Please return each of the entries below line for line, leaving out the pictures.

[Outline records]

__________________________________________________

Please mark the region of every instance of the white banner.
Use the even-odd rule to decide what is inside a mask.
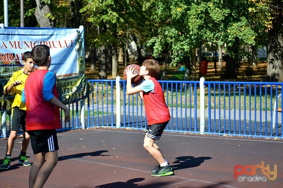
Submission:
[[[85,78],[84,32],[79,28],[0,28],[0,111],[11,109],[14,99],[3,87],[23,66],[22,56],[38,44],[50,48],[49,70],[56,74],[59,99],[65,104],[85,98],[94,91]],[[36,66],[35,68],[37,68]]]
[[[22,64],[22,55],[24,52],[31,51],[38,44],[45,44],[50,47],[52,60],[50,70],[58,77],[78,74],[76,42],[78,31],[83,39],[81,46],[83,48],[83,28],[0,29],[0,61],[19,62]]]

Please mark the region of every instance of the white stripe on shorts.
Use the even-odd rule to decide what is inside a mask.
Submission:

__________________________________________________

FULL ANSWER:
Please mark the region of every instance of the white banner.
Use the even-odd rule to decide what is inside a mask.
Submission:
[[[85,78],[84,32],[79,28],[0,28],[0,111],[11,109],[14,99],[3,87],[23,66],[22,56],[38,44],[50,48],[49,70],[56,74],[59,99],[65,104],[85,98],[94,91]],[[36,66],[35,68],[37,68]]]
[[[22,64],[22,55],[24,52],[31,51],[38,44],[45,44],[50,47],[52,60],[50,70],[58,77],[78,74],[76,42],[78,31],[83,39],[81,46],[83,48],[83,28],[0,29],[0,61],[19,62]]]

Please mark the region of every instance of the white stripe on shorts.
Use the even-odd rule to decide what is inside a mask.
Submission:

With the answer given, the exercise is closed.